TASK PROMPT:
Recast the listing below as a numbered list, leaving out blank lines and the pictures.

INPUT ROWS:
* Start *

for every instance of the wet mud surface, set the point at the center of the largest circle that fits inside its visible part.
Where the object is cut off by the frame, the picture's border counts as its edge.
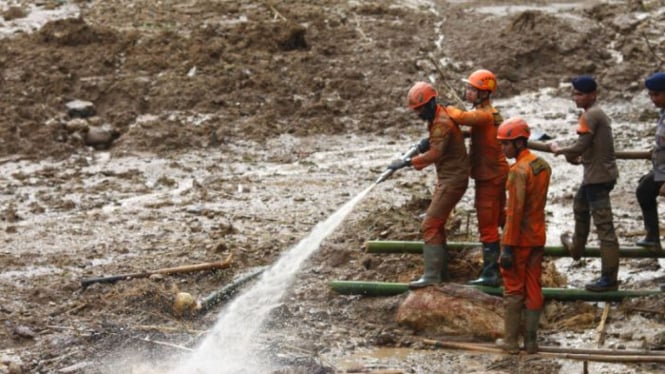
(233, 128)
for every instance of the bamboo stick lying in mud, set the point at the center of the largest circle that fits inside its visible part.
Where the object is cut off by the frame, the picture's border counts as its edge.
(390, 289)
(229, 290)
(622, 155)
(556, 352)
(85, 282)
(397, 246)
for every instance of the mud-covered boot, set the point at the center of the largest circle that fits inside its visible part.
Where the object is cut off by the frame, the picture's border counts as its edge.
(603, 284)
(574, 248)
(531, 330)
(490, 275)
(512, 316)
(434, 257)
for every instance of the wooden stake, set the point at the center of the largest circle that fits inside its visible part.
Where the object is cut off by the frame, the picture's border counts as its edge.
(570, 353)
(85, 282)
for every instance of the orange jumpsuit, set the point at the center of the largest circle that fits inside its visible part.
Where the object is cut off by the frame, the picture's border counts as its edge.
(489, 167)
(448, 154)
(527, 185)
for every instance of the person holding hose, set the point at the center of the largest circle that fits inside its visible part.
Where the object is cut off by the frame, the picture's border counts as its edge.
(489, 168)
(652, 184)
(447, 152)
(523, 237)
(594, 149)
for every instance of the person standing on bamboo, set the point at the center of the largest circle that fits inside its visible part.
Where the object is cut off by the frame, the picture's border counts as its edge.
(594, 149)
(489, 168)
(652, 184)
(447, 152)
(523, 237)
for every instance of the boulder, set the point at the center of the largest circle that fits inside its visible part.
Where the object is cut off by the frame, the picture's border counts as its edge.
(452, 310)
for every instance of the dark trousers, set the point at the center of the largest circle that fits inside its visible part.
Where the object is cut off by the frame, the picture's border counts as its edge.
(647, 192)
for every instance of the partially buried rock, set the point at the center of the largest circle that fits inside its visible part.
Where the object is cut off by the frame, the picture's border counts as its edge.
(80, 109)
(100, 137)
(453, 310)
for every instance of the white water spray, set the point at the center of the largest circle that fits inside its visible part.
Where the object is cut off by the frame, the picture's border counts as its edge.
(230, 347)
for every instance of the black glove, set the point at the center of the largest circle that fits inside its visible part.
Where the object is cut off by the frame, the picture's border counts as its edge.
(506, 258)
(399, 163)
(423, 145)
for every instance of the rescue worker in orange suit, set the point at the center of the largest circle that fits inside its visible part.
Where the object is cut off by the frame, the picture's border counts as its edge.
(447, 152)
(523, 237)
(652, 184)
(594, 149)
(489, 168)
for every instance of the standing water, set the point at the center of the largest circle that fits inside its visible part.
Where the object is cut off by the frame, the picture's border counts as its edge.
(231, 348)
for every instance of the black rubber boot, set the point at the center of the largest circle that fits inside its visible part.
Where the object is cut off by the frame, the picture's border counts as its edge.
(605, 283)
(652, 239)
(512, 317)
(490, 275)
(434, 256)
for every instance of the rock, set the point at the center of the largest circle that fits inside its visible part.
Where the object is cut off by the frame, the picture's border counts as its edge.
(80, 109)
(453, 309)
(100, 137)
(185, 304)
(77, 125)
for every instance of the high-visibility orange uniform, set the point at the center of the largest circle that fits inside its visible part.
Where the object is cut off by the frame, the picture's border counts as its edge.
(527, 185)
(448, 154)
(489, 167)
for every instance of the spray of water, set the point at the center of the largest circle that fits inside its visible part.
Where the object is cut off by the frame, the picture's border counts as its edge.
(231, 347)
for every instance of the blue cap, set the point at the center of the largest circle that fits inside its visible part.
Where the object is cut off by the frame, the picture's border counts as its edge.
(584, 84)
(656, 82)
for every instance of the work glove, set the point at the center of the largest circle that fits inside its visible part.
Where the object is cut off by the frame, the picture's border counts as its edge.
(506, 258)
(423, 145)
(399, 163)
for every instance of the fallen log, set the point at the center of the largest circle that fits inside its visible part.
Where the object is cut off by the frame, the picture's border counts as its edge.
(623, 155)
(229, 290)
(85, 282)
(552, 352)
(562, 294)
(397, 246)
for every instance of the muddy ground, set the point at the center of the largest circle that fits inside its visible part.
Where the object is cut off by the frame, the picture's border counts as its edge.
(232, 128)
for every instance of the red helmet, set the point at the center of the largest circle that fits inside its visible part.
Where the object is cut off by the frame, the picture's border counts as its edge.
(483, 80)
(513, 128)
(420, 94)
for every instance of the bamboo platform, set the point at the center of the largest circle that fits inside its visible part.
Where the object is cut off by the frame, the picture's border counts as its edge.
(396, 246)
(563, 294)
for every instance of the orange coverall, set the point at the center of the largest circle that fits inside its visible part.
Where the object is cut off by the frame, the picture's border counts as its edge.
(527, 185)
(489, 167)
(448, 154)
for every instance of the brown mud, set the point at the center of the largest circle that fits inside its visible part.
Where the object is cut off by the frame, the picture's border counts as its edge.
(240, 125)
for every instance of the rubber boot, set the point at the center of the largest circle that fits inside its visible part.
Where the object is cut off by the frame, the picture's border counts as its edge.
(434, 263)
(572, 245)
(531, 330)
(609, 249)
(490, 275)
(512, 316)
(652, 239)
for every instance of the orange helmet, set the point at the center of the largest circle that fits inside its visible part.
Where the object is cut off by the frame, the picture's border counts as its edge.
(483, 80)
(420, 94)
(513, 128)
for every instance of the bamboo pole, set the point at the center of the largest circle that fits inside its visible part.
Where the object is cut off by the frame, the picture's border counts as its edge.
(397, 246)
(85, 282)
(393, 288)
(624, 155)
(567, 353)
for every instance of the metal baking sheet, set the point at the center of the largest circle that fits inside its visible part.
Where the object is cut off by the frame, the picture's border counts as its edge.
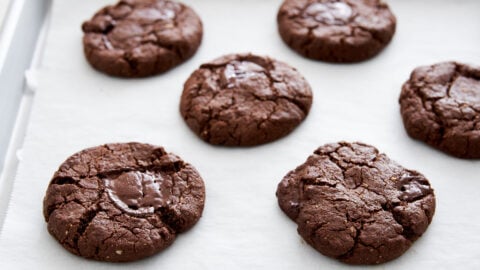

* End *

PROBLEM SOLUTION:
1. for every instance of the wet mud surface, set the point at the center of the largest circle that fits inside its visible part.
2. Where the object is cut off by the frame, the picture's border counts as its edge.
3. (233, 128)
4. for every instance of the bamboo stick lying in mud, set the point at the center of the largest circle that fits inside its visible part.
5. Where the object is cut off by the frame, the picture's border counts as its edge.
6. (390, 289)
7. (229, 290)
8. (622, 155)
9. (556, 352)
10. (85, 282)
11. (397, 246)
12. for every instance of the mud-covered boot, set the point at the center of the largest circle that fits inside its visible part.
13. Where the object is cut off by the frame, the picture's border counts as its edge.
14. (603, 284)
15. (574, 248)
16. (531, 330)
17. (490, 275)
18. (512, 316)
19. (434, 257)
20. for every instance of the wooden stake, set the point at the center of the largest circle that fits inside its visible part.
21. Where the object is cut off by the frame, the picture's border counts as its edge.
22. (570, 353)
23. (85, 282)
24. for every instance of the orange jumpsuit, set the point at the center of the largest circle that fits inside its visible part.
25. Where the object is cut off by the frame, the picture's border counts as its edge.
26. (489, 167)
27. (448, 154)
28. (527, 185)
29. for every instance of the person holding hose, set the point at the center of the largest circle that fits inside its visible part.
30. Where the object is cut off by the frame, the picture's border counts as its edge.
31. (489, 168)
32. (652, 184)
33. (447, 152)
34. (523, 237)
35. (594, 149)
36. for every instance of the person standing on bamboo, set the point at the center of the largest circle that fits inside its visible part.
37. Where the object is cut off by the frame, the picture's border counts as its edge.
38. (594, 149)
39. (489, 168)
40. (652, 184)
41. (447, 152)
42. (523, 237)
43. for every instance of the boulder, set the point at the center of the largest circle that fits inside its visible part.
44. Where the object is cut off by the frame, the picture's border counts as its edge.
45. (452, 310)
46. for every instance of the dark trousers, set the point at the center of the largest circle that fits inside its visible part.
47. Where the object is cut off by the frame, the picture's border counts as its edge.
48. (647, 192)
49. for every instance of the partially buried rock, set the point at the center of the largest circle that fits inside its visible part.
50. Where the object is cut off by the frame, the picture's border counts as its edge.
51. (80, 109)
52. (100, 137)
53. (453, 310)
54. for every instance of the white water spray, set the point at the center of the largest circle that fits inside its visible part.
55. Where the object is cut off by the frame, the picture's border counts as its edge.
56. (230, 347)
57. for every instance of the black glove, set the point at the center of the largest circle that fits inside its visible part.
58. Where the object is cut off by the frame, the picture's border counts as its edge.
59. (506, 258)
60. (399, 163)
61. (423, 145)
62. for every instance of the rescue worker in orange suit, set the point at the center of the largest circle that fits inside its visible part.
63. Where the object is cut off by the frame, the picture's border counts as its edge.
64. (447, 152)
65. (523, 237)
66. (652, 184)
67. (594, 149)
68. (489, 168)
69. for every instance of the standing water, set the point at the center of the largest circle that fits inside its visible part.
70. Where the object is cut off by the frame, the picture's border counts as its edge.
71. (231, 348)
72. for every instance of the black rubber boot, set the point at the center of the largest circle that fits inside its visible part.
73. Where the object is cut off by the frame, the picture's border counts as its edge.
74. (605, 283)
75. (652, 239)
76. (512, 317)
77. (490, 275)
78. (434, 256)
79. for every instance of the rock, set the point at the center of the largest circle that fits inside its visible part.
80. Where the object is cut off by the frame, the picture's border counts as its edge.
81. (80, 109)
82. (453, 309)
83. (100, 137)
84. (185, 304)
85. (77, 125)
86. for every instance of the high-visibility orange uniform, set the point at the center of the largest circle that fits inside its visible part.
87. Where the object is cut off by the frame, the picture's border counts as its edge.
88. (527, 185)
89. (448, 154)
90. (489, 167)
91. for every instance of the spray of water, set the point at the center of the largest circle that fits inside its visible part.
92. Where the object is cut off by the frame, the picture's border counts as its edge.
93. (231, 347)
94. for every instance of the blue cap, set the point at the center of the largest circle that fits inside its visible part.
95. Where the object is cut off by the frame, the picture's border counts as its edge.
96. (584, 84)
97. (656, 82)
98. for every instance of the work glove, set the point at the center of the largest circle that fits inside its visible part.
99. Where the object is cut off by the frame, the picture's border counts as its edge.
100. (506, 258)
101. (423, 145)
102. (399, 163)
103. for every instance of the fallen log, set the point at the center of the largest circle that fits inside its visible part.
104. Where the object is cut off by the frame, the picture's border counts as its edge.
105. (623, 155)
106. (229, 290)
107. (85, 282)
108. (552, 352)
109. (562, 294)
110. (397, 246)
111. for every instance of the muddy ground, set the point at the center of the largest circle that fits inside its visible part.
112. Where the object is cut off by the frame, the picture's border counts as its edge.
113. (232, 128)
114. for every instance of the red helmet, set the point at the center of the largest circle that fits inside its visible part.
115. Where the object is cut off by the frame, the picture's border counts as its edge.
116. (483, 80)
117. (513, 128)
118. (420, 94)
119. for every instance of the bamboo platform, set the point at the center of the largest circle that fits inside its visible part.
120. Where the object is cut off by the frame, the picture's border counts as its edge.
121. (396, 246)
122. (563, 294)
123. for every instance of the orange coverall, set the point at the center of the largest circle that fits inside its visible part.
124. Where the object is cut off by the frame, the picture's border counts as its edge.
125. (527, 185)
126. (489, 167)
127. (448, 154)
128. for every instance of the brown mud, set the point at the center of the largest circle that fits inside its visible part.
129. Where the object is cut off by the frame, the picture's border counts as its edge.
130. (240, 125)
131. for every instance of the rubber boot, set the point at the center of the largest circle that fits inside its visible part.
132. Where the object is cut off by the frame, the picture's border counts as its edge.
133. (434, 263)
134. (572, 245)
135. (531, 330)
136. (609, 249)
137. (490, 275)
138. (512, 316)
139. (652, 239)
140. for every instance of the orange helmet, set the point at the center of the largest circle that fits inside its visible part.
141. Where the object is cut off by the frame, the picture's border counts as its edge.
142. (483, 80)
143. (420, 94)
144. (513, 128)
145. for every instance of the bamboo pole, set the point at the center of the largest circle that fits inside its visible part.
146. Where the object is cut off by the frame, the picture's border counts as its edge.
147. (397, 246)
148. (85, 282)
149. (393, 288)
150. (624, 155)
151. (567, 353)
152. for every instance of the metal baking sheet, set the point at the center of the largest circle that fits inside its visible part.
153. Where the object is cut off by the frame, the picture's border counts as its edge.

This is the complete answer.